Document text =
┄┄┄┄┄┄┄┄┄┄┄┄┄┄┄┄┄┄┄┄
Maestro Seigerstam eased himself onto the platform looking like a cross between Brahms and a benign troll, long white beard resting on a generous stomach, long white hair reaching down the back of his tailcoat. With a waggle of his baton, the woodwind started playing Tchaikovsky’s Romeo & Juliet Overture and the Shining K-Classics concert had begun. It was a decidedly north European start to the culmination of the All Eyes on Korea musical events on the South Bank, but at least it featured the Philharmonia Orchestra, whose composer-in-residence is the Korean star composer Unsuk Chin.

Sarah Chang (left) and Sumi Jo
Sarah Chang (left) and Sumi Jo after the concert (photo: Yonhap / Chosun Ilbo)

The Tchaikovsky felt a little like a warm-up, with the orchestra and conductor not yet gelling. The Korean interest started for real with the entrance of Sarah Chang to play, sadly, only the last movement of Bruch’s first concerto. Trussed in a salmon pink figure-hugging dress which made her look a little like a mermaid, her playing was sprightly. Indeed, she seemed to be straining at the leash, pulling against the more measured pace being set by the orchestra. But she was clearly enjoying herself, and the closer she got to the end the more her feet threatened to emerge from her skirt, almost revealing today’s choice of designer shoes (I think they matched the dress, but I only caught a glimpse). It was a shame that we were only permitted one movement, but the audience were rightly wildly enthusiastic about Chang’s sparkling performance.

The Sibelius Valse Triste showed Siegerstam and the Orchestra to be fully in sympathy, the Finnish conductor showing how he lived and breathed the music of his fellow countryman.

Next, in continuation of the sparkling theme, came Sumi Jo, in a slightly paler salmon pink creation (had their people not coordinated beforehand?), but with silver sequins and a matching bridal head-dress. Even before she opened her mouth to sing, her amazing stage presence had the audience totally under her spell. Of course, it helped that she was playing to a home crowd.
┄┄┄┄┄┄┄┄┄┄┄┄┄┄┄┄┄┄┄┄
Listed records =
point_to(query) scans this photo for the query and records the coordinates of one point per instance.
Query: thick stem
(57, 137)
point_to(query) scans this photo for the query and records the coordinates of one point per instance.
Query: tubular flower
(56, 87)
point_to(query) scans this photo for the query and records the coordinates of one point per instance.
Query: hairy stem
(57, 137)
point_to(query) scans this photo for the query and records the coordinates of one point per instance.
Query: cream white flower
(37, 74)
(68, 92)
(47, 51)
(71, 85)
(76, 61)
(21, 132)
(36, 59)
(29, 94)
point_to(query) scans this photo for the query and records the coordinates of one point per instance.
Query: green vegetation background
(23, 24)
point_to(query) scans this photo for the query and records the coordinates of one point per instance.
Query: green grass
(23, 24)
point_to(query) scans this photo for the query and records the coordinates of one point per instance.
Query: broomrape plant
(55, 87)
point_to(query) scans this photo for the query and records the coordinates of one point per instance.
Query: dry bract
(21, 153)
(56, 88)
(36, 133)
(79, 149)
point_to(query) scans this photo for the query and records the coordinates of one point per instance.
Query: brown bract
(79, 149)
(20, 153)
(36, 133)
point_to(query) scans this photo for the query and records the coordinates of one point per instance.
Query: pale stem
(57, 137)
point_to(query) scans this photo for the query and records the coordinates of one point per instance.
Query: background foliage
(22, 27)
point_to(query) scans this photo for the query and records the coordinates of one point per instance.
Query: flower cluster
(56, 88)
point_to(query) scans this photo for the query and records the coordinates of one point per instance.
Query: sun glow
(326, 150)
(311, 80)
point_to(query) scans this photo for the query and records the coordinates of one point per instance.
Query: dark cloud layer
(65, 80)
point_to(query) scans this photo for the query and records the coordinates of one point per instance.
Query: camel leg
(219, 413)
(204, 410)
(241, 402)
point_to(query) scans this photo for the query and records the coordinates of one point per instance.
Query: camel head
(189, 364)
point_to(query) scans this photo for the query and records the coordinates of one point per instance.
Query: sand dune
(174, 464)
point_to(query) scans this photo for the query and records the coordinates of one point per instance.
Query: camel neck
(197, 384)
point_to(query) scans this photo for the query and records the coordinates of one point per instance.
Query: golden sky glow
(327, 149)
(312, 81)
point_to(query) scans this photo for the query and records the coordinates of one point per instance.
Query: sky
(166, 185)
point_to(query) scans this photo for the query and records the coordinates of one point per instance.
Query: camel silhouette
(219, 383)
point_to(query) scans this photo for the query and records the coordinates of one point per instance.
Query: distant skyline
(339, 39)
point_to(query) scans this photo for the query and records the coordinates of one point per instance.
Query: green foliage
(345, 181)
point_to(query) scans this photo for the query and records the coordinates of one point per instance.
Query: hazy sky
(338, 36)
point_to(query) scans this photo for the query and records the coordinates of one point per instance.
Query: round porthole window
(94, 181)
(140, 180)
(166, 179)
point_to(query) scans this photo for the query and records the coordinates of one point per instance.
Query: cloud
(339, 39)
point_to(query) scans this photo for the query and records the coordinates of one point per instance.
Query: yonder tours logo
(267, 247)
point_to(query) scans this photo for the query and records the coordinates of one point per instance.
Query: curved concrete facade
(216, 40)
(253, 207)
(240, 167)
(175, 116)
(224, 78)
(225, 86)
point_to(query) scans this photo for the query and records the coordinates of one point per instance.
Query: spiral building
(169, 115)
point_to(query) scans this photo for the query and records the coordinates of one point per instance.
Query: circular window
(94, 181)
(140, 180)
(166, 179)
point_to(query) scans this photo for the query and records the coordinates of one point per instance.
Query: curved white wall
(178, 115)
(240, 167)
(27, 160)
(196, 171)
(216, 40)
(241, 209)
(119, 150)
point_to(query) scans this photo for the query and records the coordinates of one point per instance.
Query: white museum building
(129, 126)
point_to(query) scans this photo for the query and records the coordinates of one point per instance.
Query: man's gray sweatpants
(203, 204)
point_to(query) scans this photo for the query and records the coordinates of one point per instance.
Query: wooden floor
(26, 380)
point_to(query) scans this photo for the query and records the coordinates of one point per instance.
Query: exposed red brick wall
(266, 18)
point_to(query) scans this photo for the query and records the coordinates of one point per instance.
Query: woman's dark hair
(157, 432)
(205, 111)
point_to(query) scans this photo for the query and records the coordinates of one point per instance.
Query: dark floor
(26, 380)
┄┄┄┄┄┄┄┄┄┄┄┄┄┄┄┄┄┄┄┄
What is expected = According to the concert review, who is the Philharmonia Orchestra's composer-in-residence? The lines play no part in what comes next.

Final answer = The Korean composer Unsuk Chin.